Task directions
Can you rewrite the entries below with "Spot each" replaced by "Find every" everywhere it occurs, leaving the rest unchanged?

=== Data provided ===

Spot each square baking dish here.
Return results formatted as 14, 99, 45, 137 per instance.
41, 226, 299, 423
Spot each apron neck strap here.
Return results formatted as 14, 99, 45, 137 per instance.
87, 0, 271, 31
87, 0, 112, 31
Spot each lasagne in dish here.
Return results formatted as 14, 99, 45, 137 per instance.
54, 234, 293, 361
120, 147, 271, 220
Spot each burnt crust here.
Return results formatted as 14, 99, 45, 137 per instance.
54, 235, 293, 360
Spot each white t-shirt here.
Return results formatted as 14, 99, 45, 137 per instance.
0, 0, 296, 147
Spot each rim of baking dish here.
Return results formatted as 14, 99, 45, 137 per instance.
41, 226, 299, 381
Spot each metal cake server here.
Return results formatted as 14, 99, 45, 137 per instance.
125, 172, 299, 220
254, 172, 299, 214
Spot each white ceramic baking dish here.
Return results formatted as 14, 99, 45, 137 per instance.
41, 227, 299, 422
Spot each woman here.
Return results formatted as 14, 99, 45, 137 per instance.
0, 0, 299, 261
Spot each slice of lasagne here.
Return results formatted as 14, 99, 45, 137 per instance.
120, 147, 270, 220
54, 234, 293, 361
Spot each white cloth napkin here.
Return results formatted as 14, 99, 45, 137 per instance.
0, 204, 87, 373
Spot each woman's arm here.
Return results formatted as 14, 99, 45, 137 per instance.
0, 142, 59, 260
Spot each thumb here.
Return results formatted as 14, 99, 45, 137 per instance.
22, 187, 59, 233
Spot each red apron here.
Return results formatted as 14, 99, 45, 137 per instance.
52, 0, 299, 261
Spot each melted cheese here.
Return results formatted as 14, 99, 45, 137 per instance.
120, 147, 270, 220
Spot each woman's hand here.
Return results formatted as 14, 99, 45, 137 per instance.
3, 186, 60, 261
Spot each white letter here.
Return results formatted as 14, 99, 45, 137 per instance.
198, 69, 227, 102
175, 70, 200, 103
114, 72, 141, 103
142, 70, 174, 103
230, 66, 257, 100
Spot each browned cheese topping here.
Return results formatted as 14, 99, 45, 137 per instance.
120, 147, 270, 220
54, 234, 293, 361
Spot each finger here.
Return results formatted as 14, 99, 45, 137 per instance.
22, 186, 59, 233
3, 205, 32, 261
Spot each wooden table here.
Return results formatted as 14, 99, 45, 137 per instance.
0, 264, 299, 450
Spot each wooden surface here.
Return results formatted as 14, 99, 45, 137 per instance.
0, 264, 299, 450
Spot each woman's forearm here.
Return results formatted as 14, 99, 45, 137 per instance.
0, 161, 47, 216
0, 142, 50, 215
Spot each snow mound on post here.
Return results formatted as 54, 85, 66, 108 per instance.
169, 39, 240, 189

===

Solved exercise
Find every square baking dish here.
Return results formatted as 14, 99, 45, 137 per instance.
41, 226, 299, 423
Find every apron neck strap here.
Return results formatted as 14, 99, 45, 137 per instance.
87, 0, 271, 31
87, 0, 112, 31
Find every lasagne in dish here.
Return results formatted as 14, 99, 45, 137 per instance.
54, 234, 293, 361
120, 147, 271, 220
Find every burnt crust here.
Return results formatted as 14, 99, 45, 137 per instance.
54, 235, 293, 360
Find every white t-shirt here.
Return results formatted as 14, 99, 45, 137 per instance.
0, 0, 296, 147
Find every rim of baking dish here.
Return results formatted as 14, 99, 45, 137 per instance.
41, 226, 299, 381
Find every metal cake server here.
Return results formatted as 14, 99, 45, 137 per instance.
125, 172, 299, 220
254, 172, 299, 214
Find every white ceramic baking dish here.
Return results formatted as 14, 99, 45, 137 per instance.
41, 227, 299, 422
Find every woman here.
Return results formatted as 14, 99, 45, 137 per instance.
0, 0, 299, 261
Find every slice of lasagne here.
Return results formatted as 14, 99, 45, 137 per instance.
120, 147, 270, 220
54, 234, 293, 361
Find every white cloth napkin here.
Return results formatted as 14, 99, 45, 137 per instance.
0, 204, 87, 373
Find every woman's arm here.
Return results formatted as 14, 99, 45, 137 per instance.
0, 142, 59, 260
Find every thumb here.
Return results formatted as 14, 99, 45, 137 per instance.
22, 187, 59, 233
Find every red apron here.
Return results formatted as 14, 99, 45, 137 per instance.
52, 0, 299, 261
Find every melted cheese here.
Return results formatted as 14, 99, 45, 137 per instance.
120, 147, 270, 220
Find every woman's hand here.
Return results formatted as 14, 99, 45, 137 per instance.
3, 186, 60, 261
Find every white letter here.
Return results formatted as 14, 99, 45, 137 per instance.
198, 69, 227, 102
175, 70, 200, 103
114, 72, 141, 103
142, 70, 174, 103
230, 66, 257, 100
Find every browned cheese topping here.
Return results formatted as 14, 99, 45, 137 per instance.
120, 147, 270, 220
54, 234, 293, 361
Find every finger here.
Return results formatted as 14, 99, 45, 137 per instance.
22, 186, 59, 233
3, 205, 32, 261
Find every wooden table here.
Return results formatted as 14, 99, 45, 137 per instance.
0, 264, 299, 450
Find every wooden surface here.
Return results formatted as 14, 99, 45, 137 per instance.
0, 264, 299, 450
Find every woman's forearm here.
Return results formatted as 14, 99, 45, 137 per instance.
0, 161, 47, 216
0, 142, 50, 215
Find every snow mound on post here.
Return results formatted as 54, 85, 66, 108 per instance.
169, 39, 240, 189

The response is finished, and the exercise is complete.